# ENTRIES SUPPLIED
=-=-=

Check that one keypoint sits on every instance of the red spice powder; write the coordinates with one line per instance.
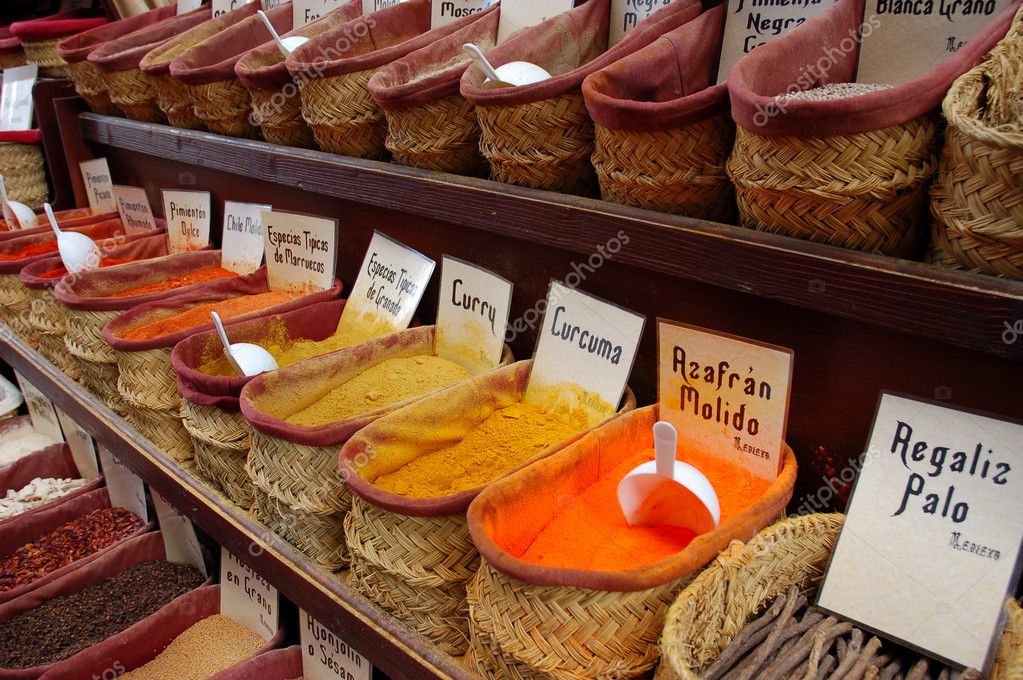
(179, 281)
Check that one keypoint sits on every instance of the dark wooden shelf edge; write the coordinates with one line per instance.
(384, 640)
(958, 308)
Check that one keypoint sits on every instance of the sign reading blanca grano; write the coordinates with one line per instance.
(909, 38)
(750, 24)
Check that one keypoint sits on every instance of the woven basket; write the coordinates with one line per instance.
(25, 173)
(220, 441)
(977, 200)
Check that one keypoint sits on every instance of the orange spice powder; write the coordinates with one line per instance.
(591, 533)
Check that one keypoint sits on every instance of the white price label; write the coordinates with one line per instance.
(247, 597)
(326, 656)
(472, 315)
(188, 217)
(15, 97)
(133, 206)
(98, 185)
(242, 243)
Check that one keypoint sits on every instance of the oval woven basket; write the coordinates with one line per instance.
(977, 200)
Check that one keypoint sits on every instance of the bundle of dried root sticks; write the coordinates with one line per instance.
(793, 641)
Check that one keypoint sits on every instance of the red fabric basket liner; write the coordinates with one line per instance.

=-=-=

# PROBLEM DETAILS
The job is to set down the whole listing exactly, excluding any images.

# OUTPUT
Check that one keypoint sits on every instance of the red spice powder; write the coordinates with one line per instance.
(179, 281)
Check that one keypoint sits on every instance of the dark wooden shelf edge; write the coordinates with one line per instance.
(384, 640)
(958, 308)
Check that one keypoint sits on every instance of the sign reading blanca grano; write the coordinates with one line per instance.
(909, 38)
(750, 24)
Check that one keypoint sits on every instance of the woven basket; write the coordinates with one line per instance.
(25, 173)
(220, 441)
(977, 200)
Check that one keypoint sits on every instance of the orange spice powder; write the coordinates with one line per instance.
(591, 533)
Check that one keypoint sits on every instance of the white price label; write the coordinates with one line per instance.
(247, 597)
(326, 656)
(472, 315)
(188, 217)
(15, 97)
(133, 206)
(98, 185)
(242, 243)
Check that one keypoint sits on every instance of the oval woven basket; write the coordinates with one line per instance.
(977, 200)
Check that one keypoint sits on every instance of the bundle of dried root sticks; write the coordinates with one line per instance.
(793, 641)
Check that one keypoint sits on every instance of the red fabric basket liner; write the coordinates with one line per instance.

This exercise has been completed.